Labeled-object pointing entries
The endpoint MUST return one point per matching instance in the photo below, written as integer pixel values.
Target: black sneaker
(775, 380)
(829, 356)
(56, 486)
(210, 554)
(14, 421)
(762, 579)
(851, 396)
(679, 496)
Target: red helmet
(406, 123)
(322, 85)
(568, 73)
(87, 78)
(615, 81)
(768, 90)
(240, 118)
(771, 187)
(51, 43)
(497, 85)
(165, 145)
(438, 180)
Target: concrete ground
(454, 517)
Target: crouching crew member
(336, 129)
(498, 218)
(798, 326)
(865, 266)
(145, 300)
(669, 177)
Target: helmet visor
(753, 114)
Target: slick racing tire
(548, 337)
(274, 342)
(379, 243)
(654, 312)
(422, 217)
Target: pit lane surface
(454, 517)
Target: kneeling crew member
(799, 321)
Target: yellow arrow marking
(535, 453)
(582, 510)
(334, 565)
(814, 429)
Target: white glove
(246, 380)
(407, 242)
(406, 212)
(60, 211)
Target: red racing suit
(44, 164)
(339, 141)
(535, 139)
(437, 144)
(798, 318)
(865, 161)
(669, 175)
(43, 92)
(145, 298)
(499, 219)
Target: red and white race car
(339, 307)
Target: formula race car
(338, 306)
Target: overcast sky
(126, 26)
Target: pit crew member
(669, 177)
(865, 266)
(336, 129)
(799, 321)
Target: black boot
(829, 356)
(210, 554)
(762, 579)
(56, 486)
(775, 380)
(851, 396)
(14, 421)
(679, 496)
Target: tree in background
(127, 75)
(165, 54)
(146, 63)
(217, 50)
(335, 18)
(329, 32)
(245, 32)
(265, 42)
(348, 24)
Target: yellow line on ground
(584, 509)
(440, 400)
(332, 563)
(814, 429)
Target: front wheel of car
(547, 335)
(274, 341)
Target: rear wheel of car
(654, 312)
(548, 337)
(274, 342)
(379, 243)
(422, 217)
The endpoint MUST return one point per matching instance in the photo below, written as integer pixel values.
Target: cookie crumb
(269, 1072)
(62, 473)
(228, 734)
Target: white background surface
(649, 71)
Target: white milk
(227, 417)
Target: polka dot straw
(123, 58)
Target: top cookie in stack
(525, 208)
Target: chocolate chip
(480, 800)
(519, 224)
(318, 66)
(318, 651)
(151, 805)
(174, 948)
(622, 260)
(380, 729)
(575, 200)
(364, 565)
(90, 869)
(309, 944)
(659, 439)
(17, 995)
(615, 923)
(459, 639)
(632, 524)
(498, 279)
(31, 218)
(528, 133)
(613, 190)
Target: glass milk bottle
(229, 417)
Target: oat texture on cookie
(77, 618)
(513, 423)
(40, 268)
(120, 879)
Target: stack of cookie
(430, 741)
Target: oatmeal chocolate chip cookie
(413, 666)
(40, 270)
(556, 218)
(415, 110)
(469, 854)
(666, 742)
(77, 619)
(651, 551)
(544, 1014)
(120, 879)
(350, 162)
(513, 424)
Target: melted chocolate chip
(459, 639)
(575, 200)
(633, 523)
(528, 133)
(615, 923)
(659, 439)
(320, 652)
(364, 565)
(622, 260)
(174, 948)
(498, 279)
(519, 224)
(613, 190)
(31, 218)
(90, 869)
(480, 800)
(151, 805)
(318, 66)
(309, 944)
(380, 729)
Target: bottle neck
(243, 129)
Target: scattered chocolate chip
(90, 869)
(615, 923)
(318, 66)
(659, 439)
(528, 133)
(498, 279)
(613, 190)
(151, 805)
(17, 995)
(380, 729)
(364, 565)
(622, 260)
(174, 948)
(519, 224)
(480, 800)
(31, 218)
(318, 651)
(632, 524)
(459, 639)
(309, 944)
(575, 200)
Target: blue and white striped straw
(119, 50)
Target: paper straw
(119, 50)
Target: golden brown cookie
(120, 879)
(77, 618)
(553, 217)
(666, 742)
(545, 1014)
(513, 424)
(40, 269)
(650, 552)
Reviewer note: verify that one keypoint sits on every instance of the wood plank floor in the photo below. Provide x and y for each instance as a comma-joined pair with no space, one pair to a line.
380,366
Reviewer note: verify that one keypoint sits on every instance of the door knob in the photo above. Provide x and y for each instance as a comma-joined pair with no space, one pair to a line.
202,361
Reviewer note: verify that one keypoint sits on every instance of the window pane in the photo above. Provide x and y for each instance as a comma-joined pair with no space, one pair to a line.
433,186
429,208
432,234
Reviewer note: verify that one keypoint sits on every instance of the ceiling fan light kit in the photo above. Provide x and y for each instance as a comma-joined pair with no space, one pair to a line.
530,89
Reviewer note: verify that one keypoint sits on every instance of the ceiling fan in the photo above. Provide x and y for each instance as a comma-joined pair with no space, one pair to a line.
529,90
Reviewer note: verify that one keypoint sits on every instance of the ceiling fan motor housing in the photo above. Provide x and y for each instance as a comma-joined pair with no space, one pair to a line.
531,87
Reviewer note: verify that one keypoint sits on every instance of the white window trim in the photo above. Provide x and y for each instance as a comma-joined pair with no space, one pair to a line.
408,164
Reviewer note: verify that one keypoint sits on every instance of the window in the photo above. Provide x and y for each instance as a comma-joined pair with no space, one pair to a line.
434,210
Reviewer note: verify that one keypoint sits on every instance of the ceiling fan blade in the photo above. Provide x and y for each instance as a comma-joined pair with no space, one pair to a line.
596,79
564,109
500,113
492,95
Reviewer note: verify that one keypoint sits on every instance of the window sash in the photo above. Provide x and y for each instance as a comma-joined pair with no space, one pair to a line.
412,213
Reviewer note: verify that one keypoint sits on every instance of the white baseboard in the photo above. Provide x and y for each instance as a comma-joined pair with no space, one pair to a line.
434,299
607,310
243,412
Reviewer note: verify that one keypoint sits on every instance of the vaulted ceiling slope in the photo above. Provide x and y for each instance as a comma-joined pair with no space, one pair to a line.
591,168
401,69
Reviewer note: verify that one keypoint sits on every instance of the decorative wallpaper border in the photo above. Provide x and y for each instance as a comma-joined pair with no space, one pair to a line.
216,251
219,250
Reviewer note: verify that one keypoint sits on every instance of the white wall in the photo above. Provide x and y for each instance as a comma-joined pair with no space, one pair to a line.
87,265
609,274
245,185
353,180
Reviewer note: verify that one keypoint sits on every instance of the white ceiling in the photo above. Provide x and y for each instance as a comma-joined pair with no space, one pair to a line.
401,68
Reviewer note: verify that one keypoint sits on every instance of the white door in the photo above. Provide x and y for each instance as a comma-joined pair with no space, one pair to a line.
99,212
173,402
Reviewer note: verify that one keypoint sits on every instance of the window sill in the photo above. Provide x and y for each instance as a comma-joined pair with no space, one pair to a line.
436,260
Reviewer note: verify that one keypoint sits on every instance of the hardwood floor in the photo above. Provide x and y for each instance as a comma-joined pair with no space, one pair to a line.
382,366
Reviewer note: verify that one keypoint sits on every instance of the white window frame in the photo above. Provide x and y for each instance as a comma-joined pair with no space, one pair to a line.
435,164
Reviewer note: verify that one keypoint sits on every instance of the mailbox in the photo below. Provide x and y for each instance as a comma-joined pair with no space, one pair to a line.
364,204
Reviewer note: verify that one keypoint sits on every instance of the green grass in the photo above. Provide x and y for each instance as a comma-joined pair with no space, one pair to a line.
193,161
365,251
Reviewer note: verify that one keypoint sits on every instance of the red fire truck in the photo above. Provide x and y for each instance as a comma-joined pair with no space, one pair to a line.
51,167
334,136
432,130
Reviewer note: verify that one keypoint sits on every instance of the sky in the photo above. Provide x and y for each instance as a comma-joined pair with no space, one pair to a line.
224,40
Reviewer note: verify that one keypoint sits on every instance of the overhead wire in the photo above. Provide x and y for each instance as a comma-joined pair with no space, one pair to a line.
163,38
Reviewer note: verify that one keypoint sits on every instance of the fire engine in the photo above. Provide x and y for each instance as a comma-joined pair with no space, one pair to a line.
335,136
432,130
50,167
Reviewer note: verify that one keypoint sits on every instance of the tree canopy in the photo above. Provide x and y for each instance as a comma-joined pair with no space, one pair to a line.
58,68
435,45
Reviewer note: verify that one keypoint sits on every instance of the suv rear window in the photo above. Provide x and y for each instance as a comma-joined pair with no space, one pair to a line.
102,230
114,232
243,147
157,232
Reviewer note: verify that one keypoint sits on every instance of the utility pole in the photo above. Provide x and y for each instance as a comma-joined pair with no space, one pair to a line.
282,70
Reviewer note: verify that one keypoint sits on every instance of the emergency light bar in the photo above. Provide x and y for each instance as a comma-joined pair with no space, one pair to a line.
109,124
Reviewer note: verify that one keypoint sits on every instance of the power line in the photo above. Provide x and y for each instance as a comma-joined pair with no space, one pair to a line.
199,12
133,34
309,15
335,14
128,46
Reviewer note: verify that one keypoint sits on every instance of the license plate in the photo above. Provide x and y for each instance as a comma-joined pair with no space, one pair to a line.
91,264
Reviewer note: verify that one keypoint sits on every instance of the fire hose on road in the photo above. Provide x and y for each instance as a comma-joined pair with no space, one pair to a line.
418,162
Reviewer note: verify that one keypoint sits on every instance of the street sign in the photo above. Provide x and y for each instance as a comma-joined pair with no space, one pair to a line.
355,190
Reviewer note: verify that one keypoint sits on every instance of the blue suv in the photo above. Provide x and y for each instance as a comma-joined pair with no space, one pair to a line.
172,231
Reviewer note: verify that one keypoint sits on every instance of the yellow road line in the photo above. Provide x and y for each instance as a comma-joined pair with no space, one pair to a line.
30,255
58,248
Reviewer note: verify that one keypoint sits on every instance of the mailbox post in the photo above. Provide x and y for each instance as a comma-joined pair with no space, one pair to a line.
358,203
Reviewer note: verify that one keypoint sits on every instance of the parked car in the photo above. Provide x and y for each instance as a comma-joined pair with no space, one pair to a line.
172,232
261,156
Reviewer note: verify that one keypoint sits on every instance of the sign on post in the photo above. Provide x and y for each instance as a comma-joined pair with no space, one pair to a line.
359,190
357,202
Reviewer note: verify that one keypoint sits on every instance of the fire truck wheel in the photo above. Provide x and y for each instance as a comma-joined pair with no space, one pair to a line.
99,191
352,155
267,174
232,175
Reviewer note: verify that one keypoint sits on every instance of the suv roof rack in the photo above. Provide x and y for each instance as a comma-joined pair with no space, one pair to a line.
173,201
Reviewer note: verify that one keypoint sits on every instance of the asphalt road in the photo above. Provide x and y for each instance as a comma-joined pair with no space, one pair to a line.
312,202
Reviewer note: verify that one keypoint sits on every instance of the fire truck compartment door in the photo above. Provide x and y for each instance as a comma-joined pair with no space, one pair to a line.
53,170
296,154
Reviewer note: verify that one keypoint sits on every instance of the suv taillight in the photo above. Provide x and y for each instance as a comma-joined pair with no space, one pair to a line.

■ **WHAT IS EXPECTED**: From the line that contains "fire truck wheel" to the last line of the material above, repeat every line exactly, keeping both the first and the last.

■ **TASK RESULT**:
Reviewer note: verify that one keypoint sits on every instance of the fire truck wheel in the photo above. Provide x and y for each instance as a comma-joined pair with no space, one pair to a line.
99,191
352,155
267,174
232,175
Reviewer note: verify that one keypoint sits on every instance of the suv roof rack in the photo above. Provide x and y for each instance as a comma-joined pair with no space, one pair to a line.
173,201
Reviewer note: verify that one keypoint sits on every instance of the asphalt road in the photo above. Provide x and y for each instance as a comma-joined pair with no space, one pair to a line.
312,202
Reviewer note: verify that one keypoint sits on every instance of the fire truck compartment door in the photo above. Provide x and y for each instance as a comma-joined pair with no space, one pair to a line.
53,170
296,154
Reviewer note: verify that one keypoint sits on every instance of the suv taillight in the photo above. Provide x and y for each instance as a comma-joined pair with no space, one pair to a line.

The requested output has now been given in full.